→ Detalhes da tarefa
Quais linhas abaixo contêm a palavra "green"? Extraia todas elas, sem alterar nada.

::: Dados para processamento

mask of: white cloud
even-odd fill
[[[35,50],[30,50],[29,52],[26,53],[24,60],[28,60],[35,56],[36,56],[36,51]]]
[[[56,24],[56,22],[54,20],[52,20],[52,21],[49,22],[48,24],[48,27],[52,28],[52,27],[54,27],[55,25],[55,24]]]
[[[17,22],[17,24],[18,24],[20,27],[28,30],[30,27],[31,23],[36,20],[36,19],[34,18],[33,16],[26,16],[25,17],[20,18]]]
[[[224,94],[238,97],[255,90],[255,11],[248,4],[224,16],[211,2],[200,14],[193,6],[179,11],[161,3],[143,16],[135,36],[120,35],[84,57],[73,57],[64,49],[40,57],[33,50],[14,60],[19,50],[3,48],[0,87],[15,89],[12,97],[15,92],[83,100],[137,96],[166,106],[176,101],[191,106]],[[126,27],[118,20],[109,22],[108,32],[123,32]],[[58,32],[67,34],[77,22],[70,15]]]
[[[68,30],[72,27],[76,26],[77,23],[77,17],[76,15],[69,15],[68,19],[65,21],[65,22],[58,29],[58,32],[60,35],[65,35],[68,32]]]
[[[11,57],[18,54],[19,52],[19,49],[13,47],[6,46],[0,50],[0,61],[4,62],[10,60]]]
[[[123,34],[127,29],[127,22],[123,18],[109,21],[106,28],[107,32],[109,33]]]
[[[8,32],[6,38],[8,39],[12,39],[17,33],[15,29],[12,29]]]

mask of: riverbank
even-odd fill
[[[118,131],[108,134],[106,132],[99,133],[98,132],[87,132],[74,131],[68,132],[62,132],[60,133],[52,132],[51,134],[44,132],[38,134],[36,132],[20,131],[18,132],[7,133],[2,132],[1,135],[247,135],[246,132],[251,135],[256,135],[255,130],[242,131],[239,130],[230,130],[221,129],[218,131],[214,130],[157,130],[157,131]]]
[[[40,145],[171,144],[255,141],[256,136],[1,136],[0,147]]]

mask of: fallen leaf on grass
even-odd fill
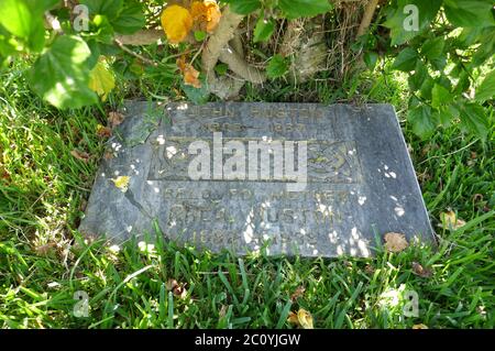
[[[458,218],[458,216],[455,215],[454,211],[447,211],[447,212],[440,213],[440,220],[441,220],[441,223],[439,224],[439,227],[447,228],[450,230],[458,230],[459,228],[465,226],[465,221]]]
[[[418,262],[413,262],[413,273],[424,278],[429,278],[432,274],[431,270],[425,268]]]
[[[125,193],[129,188],[129,182],[131,180],[131,177],[129,176],[120,176],[117,178],[111,179],[116,187],[120,189],[122,193]]]
[[[287,321],[302,329],[314,329],[311,314],[304,308],[299,308],[297,314],[290,311]]]
[[[167,290],[172,290],[175,296],[179,296],[180,298],[185,298],[187,295],[186,284],[179,284],[176,279],[169,278],[165,283],[165,288]]]
[[[98,124],[97,125],[97,135],[102,139],[110,138],[110,136],[112,136],[112,130],[108,127]]]
[[[386,233],[385,237],[385,249],[388,252],[400,252],[404,251],[409,244],[407,243],[406,235],[400,233]]]
[[[84,163],[88,163],[89,161],[89,154],[87,152],[82,152],[76,149],[70,152],[70,155],[79,161],[82,161]]]
[[[298,299],[299,297],[301,297],[305,292],[306,292],[306,288],[302,285],[297,287],[297,289],[294,292],[294,294],[290,295],[290,299],[293,300],[293,303],[296,299]]]
[[[114,128],[114,127],[121,124],[123,122],[124,118],[125,117],[120,112],[110,111],[108,113],[108,122],[111,128]]]

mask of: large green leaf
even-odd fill
[[[111,21],[117,33],[133,34],[146,24],[143,9],[138,1],[127,3],[119,17]]]
[[[272,19],[265,20],[263,15],[256,22],[254,28],[254,42],[266,42],[275,30],[275,22]]]
[[[418,61],[418,53],[411,47],[406,47],[403,50],[394,61],[392,65],[393,69],[398,69],[403,72],[410,72],[415,69],[416,62]]]
[[[461,122],[468,127],[471,132],[477,134],[481,139],[486,140],[488,135],[488,119],[482,106],[469,102],[460,108]]]
[[[495,97],[495,69],[488,73],[476,89],[476,100],[486,101]]]
[[[430,22],[436,18],[442,0],[398,0],[397,7],[389,10],[387,20],[384,25],[391,29],[392,45],[400,45],[420,34],[430,25]],[[408,12],[407,10],[416,7],[417,13]],[[411,30],[405,23],[417,18],[417,30]]]
[[[483,28],[495,25],[493,1],[486,0],[446,0],[446,15],[457,26]]]
[[[123,8],[123,0],[80,0],[79,2],[88,7],[89,14],[103,14],[109,20],[117,19]]]
[[[224,2],[229,3],[230,9],[239,14],[250,14],[262,7],[260,0],[226,0]]]
[[[279,0],[278,7],[289,19],[315,17],[333,9],[329,0]]]
[[[88,45],[80,37],[58,36],[29,72],[32,89],[61,109],[97,102],[96,94],[88,87],[90,56]]]
[[[413,132],[421,139],[427,139],[435,131],[436,124],[429,106],[420,105],[410,109],[408,120],[413,123]]]

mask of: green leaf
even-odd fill
[[[373,70],[376,66],[376,62],[378,61],[378,54],[375,52],[365,52],[363,55],[363,61],[366,67],[370,70]]]
[[[463,28],[495,25],[492,15],[493,1],[446,0],[446,15],[449,22]]]
[[[333,9],[329,0],[279,0],[278,7],[288,19],[311,18]]]
[[[195,40],[197,42],[202,42],[206,39],[206,32],[204,31],[195,31]]]
[[[476,100],[486,101],[495,97],[495,69],[488,73],[476,89]]]
[[[409,110],[408,119],[413,123],[413,132],[421,139],[430,136],[436,128],[431,118],[431,108],[420,105]]]
[[[272,19],[265,20],[263,14],[256,22],[254,28],[254,42],[266,42],[273,34],[275,30],[275,22]]]
[[[410,72],[416,67],[416,61],[418,59],[418,53],[411,47],[403,50],[394,61],[392,65],[393,69],[403,72]]]
[[[279,54],[274,55],[266,67],[266,75],[271,79],[284,76],[288,70],[287,61]]]
[[[98,62],[89,76],[89,88],[107,100],[107,96],[116,87],[116,77],[105,62]]]
[[[428,68],[422,61],[418,59],[416,62],[415,73],[407,79],[409,88],[413,91],[421,89],[427,78],[429,78]]]
[[[89,9],[89,14],[103,14],[109,20],[114,20],[122,11],[123,0],[80,0]]]
[[[88,45],[78,36],[63,35],[34,63],[28,75],[32,89],[53,106],[80,108],[98,101],[88,87],[91,56]]]
[[[230,9],[239,14],[250,14],[262,7],[260,0],[226,0]]]
[[[384,23],[391,29],[392,45],[402,45],[425,31],[441,4],[442,0],[398,0]]]
[[[138,1],[125,3],[119,17],[110,21],[110,24],[121,34],[133,34],[141,30],[146,24],[141,3]]]
[[[436,109],[448,105],[452,101],[453,96],[450,94],[448,89],[439,84],[435,84],[431,89],[431,106]]]
[[[488,119],[482,106],[469,102],[460,108],[461,122],[473,133],[477,134],[482,140],[486,140],[488,135]]]

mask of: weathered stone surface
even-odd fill
[[[270,254],[304,256],[367,256],[386,232],[433,238],[392,106],[131,102],[125,114],[109,141],[114,157],[96,176],[84,233],[122,241],[158,230],[213,251],[267,244]],[[290,178],[272,175],[191,180],[188,146],[212,146],[213,132],[240,141],[246,155],[250,141],[307,141],[306,188],[289,191]],[[272,172],[280,166],[273,161]],[[111,180],[118,176],[130,177],[127,191]]]

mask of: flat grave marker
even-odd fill
[[[370,256],[432,229],[389,105],[127,105],[79,230],[212,251]],[[108,160],[107,160],[108,158]]]

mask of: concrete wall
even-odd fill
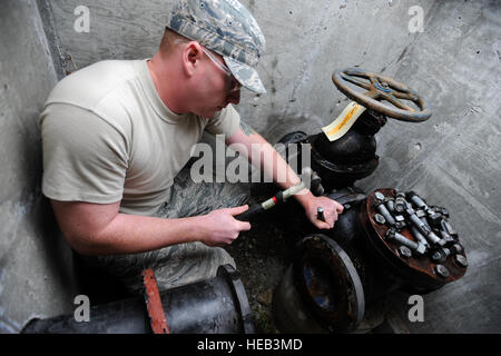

::::::

→ Resultado da tarefa
mask of: large green leaf
mask of: green leaf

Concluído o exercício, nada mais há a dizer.